== Text block

The revenue correction was a result of Groupon agreeing in August to use a new and less controversial method to account for the revenue it collects from its “groupons” — the daily-deal coupons. The new numbers omit payments that Groupon makes to merchants for their part of the deals.

Meanwhile, its heralded hire in late April, Chief Operating Officer Margo Georgiadis, is heading back to Google after only five months on the job.

Georgiadis will get a promotion and she gets to keep 300,000 shares of already vested Groupon stock out of the 1.1 million that she received when she was hired. She will return to Google as president of the search-engine company’s Americas unit. Before she left, she was Google’s vice president of global sales planning and technology.

Groupon CEO Andrew Mason revealed the news in a blog posting in which he said the company has added eight members to its executive team this year. In a statement, Georgiadis said that “it was a hard decision to leave” as Chicago-based Groupon “is on a terrific path,” and that she had “complete confidence in the team’s ability to realize its mission.”

The news follows the Aug. 30 departure of Brad Williams, a Yahoo executive who had been hired as Groupon’s vice president of global communications. Williams exited only a month after he was hired.

Though no reason was given, Williams’ departure came after Mason sent a memo to employees during what was supposed to be a “quiet period” before the company issues its stock to the public. In the memo, which was leaked to the media on Aug. 25, Mason said, “The degree to which we’re getting the s--- kicked out of us in the press had finally crossed the threshold from ‘annoying’ to ‘hilarious.’”

He wrote that “we must patiently and silently endure a bit more public criticism as we prepare to birth this IPO baby — a breed for which there are no epidurals.”

The U.S. Securities and Exchange Commission contacted Groupon’s attorney about the memo, according to media reports.

The SEC contact followed Groupon Chairman Eric Lefkofsky’s comments on June 3 in which he said the company would be “wildly profitable.”

Groupon has filed two amended reports with the SEC, one in which it backtracked from Lefkofsky’s statement and another in which it dropped the controversial accounting method that analysts had questioned.

Groupon has reportedly delayed the stock offering, originally slated for mid- to late September, because of market volatility and the SEC review, and canceled a tour to tout the stock offering to potential investors. The public stock offering is now expected later this fall.

Groupon’s leaders must decide whether the company needs the capital badly enough to go for a public stock offering in a difficult stock market and with the added uncertainty that the revenue restatement and executive exit bring, said one analyst.

“Having a COO leave during an IPO process is never a good thing. It’s unusual,” said Marc Morgenstern, Managing Partner of Blue Mesa Partners, a San Francisco-based private investment firm. “You’re trying to present to the public markets your stability and predictability.”

If Groupon needs new capital, it could decide to seek it in the private markets or by taking on a line of credit, he said. If it goes public, it could cut costs internally.

“If Groupon sells only a small amount of the company, it may not care about the price” in a public offering, Morgenstern said. “The company could say, ‘Hey, I will earn everyone’s respect back by performing quarter after quarter. It may be more expensive than I’d like but I’m a long-term player.’

He added: “The goal of being public may be important — it’s about building the brand, providing liquidity and attracting employees.”

Groupon also has taken a legal hit recently. In September, a former sales representative sued Groupon for allegedly failing to pay the inside salespeople overtime from the company’s founding three years ago until March — a wage-law violation. Other employees not involved in the lawsuit posted comments on-line complaining that changes in Groupon’s sales management team had changed the previously “fun” atmosphere to one in which they are pressured to make quotas. A Groupon spokeswoman has said that the wage lawsuit has no merit and that the company’s success speaks for itself, counting 83 million subscribers versus 152,203 two years ago.

====

### What you will do:
1. List every person named in full in the Groupon article.
2. Print the part of the Groupon article between "The SEC contact" and "later this fall.", inclusive.
3. Decide whether each statement agrees with the Groupon article. Answer yes or no for each, and quote the words that settle it: (a) Georgiadis will return to Google as president of its Americas unit. (b) Brad Williams left Groupon five months after he was hired. (c) Groupon counted 83 million subscribers.
The records below the article come from a separate source.

== Available data

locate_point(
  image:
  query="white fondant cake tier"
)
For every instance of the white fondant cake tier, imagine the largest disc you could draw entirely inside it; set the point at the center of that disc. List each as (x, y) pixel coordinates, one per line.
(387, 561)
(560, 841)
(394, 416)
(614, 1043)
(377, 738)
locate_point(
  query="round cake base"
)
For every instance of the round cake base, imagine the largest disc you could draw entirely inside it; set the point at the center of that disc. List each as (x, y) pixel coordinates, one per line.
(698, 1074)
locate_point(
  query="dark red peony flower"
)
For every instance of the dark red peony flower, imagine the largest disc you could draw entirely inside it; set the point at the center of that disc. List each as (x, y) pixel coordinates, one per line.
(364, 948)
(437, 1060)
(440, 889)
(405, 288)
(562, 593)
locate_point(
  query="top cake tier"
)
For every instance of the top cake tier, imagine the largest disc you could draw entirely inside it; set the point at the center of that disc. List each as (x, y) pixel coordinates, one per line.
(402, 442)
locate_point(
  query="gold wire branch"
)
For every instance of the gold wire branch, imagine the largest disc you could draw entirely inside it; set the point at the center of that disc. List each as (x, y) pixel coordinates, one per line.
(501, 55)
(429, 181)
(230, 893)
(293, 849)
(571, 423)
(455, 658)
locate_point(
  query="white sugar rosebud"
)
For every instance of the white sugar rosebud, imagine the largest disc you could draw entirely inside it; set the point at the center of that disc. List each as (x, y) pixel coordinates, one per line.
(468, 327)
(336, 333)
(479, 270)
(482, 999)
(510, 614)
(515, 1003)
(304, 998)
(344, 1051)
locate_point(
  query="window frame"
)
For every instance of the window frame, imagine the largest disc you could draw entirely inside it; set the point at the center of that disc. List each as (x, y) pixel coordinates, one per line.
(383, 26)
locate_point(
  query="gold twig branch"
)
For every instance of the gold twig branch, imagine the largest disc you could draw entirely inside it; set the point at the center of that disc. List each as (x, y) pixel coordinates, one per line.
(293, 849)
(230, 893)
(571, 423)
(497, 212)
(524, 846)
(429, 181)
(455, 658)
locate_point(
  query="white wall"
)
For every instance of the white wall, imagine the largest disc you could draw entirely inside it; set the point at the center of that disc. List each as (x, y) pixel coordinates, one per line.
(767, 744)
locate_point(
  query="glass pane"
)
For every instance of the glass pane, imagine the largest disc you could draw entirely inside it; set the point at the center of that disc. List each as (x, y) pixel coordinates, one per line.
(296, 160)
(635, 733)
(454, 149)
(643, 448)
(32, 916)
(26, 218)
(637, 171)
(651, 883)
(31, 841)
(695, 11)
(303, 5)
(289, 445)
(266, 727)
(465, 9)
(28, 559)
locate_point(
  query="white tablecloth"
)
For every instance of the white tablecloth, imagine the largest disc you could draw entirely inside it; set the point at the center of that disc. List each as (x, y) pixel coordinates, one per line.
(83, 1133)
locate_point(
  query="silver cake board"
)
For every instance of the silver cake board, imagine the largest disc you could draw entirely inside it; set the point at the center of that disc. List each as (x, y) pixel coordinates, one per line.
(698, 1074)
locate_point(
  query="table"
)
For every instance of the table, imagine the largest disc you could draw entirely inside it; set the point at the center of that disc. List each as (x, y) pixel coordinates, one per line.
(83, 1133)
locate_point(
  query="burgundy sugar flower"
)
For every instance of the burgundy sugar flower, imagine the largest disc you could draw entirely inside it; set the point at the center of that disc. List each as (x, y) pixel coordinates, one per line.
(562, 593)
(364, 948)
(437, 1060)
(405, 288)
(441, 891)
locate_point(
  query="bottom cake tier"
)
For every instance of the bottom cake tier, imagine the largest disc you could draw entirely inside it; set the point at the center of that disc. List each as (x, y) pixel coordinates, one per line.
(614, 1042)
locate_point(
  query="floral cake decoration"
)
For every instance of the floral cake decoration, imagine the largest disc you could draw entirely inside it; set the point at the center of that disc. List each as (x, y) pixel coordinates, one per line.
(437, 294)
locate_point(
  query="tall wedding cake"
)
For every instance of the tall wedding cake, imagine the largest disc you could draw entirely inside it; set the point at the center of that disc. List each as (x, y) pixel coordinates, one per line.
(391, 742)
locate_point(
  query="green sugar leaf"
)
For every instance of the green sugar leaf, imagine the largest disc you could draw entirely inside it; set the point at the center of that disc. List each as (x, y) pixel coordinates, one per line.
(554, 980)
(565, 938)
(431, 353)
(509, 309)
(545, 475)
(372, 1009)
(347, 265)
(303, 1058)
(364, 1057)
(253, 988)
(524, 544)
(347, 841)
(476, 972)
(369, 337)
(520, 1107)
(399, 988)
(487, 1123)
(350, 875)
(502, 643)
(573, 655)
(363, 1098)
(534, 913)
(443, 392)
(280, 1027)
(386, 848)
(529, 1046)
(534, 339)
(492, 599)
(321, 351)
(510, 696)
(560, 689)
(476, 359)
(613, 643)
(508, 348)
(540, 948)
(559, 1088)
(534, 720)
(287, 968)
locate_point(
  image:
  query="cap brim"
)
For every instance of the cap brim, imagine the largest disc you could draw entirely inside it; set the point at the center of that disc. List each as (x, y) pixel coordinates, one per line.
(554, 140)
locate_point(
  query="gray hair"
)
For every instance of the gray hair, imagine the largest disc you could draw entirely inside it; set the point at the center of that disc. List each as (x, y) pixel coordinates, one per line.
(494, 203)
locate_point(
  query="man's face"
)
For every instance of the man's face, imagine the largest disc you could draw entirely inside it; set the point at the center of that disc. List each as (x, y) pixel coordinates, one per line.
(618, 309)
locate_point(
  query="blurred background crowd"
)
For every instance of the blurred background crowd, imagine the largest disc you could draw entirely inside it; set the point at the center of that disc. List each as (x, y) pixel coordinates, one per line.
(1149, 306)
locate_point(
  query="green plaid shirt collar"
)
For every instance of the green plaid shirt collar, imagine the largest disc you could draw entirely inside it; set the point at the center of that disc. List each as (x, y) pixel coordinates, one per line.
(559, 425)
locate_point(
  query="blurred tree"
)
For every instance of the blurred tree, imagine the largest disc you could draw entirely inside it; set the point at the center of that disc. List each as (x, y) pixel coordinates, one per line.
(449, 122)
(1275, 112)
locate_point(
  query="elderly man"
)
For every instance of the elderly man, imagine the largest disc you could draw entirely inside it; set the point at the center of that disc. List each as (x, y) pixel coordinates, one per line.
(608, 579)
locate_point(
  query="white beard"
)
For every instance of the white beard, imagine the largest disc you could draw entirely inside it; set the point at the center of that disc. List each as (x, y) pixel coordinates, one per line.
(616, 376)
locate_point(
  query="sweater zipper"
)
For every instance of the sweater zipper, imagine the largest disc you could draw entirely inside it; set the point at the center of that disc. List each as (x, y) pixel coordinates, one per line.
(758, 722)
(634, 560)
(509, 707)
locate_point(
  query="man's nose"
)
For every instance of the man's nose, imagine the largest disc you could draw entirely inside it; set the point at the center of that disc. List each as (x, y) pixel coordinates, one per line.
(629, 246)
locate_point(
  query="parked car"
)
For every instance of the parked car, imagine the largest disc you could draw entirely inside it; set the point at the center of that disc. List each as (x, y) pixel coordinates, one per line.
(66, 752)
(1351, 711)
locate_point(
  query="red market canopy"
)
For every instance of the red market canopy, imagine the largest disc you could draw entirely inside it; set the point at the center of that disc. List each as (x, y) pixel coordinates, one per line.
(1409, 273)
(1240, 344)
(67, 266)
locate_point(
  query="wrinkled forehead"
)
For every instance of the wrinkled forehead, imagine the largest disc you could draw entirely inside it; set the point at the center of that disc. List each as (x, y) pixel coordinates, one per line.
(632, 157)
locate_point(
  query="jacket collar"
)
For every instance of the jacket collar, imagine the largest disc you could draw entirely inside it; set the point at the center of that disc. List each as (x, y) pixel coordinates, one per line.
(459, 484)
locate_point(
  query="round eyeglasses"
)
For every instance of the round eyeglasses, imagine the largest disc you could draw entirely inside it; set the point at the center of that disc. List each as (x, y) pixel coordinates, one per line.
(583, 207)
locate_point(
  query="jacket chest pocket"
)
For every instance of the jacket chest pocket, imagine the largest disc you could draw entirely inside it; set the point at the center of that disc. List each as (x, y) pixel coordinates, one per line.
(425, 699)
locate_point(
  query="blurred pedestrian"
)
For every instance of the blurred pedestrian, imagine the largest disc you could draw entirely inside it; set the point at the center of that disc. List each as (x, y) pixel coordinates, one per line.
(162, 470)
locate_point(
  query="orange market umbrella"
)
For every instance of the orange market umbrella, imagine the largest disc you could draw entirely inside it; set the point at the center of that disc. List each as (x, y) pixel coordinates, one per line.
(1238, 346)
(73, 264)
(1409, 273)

====

### Answers for this exercise:
1. Margo Georgiadis, Andrew Mason, Brad Williams, Eric Lefkofsky, Marc Morgenstern

2.
The SEC contact followed Groupon Chairman Eric Lefkofsky’s comments on June 3 in which he said the company would be “wildly profitable.”

Groupon has filed two amended reports with the SEC, one in which it backtracked from Lefkofsky’s statement and another in which it dropped the controversial accounting method that analysts had questioned.

Groupon has reportedly delayed the stock offering, originally slated for mid- to late September, because of market volatility and the SEC review, and canceled a tour to tout the stock offering to potential investors. The public stock offering is now expected later this fall.

3.
(a) Yes: "She will return to Google as president of the search-engine company’s Americas unit."
(b) No: "Williams exited only a month after he was hired."
(c) Yes: "counting 83 million subscribers versus 152,203 two years ago."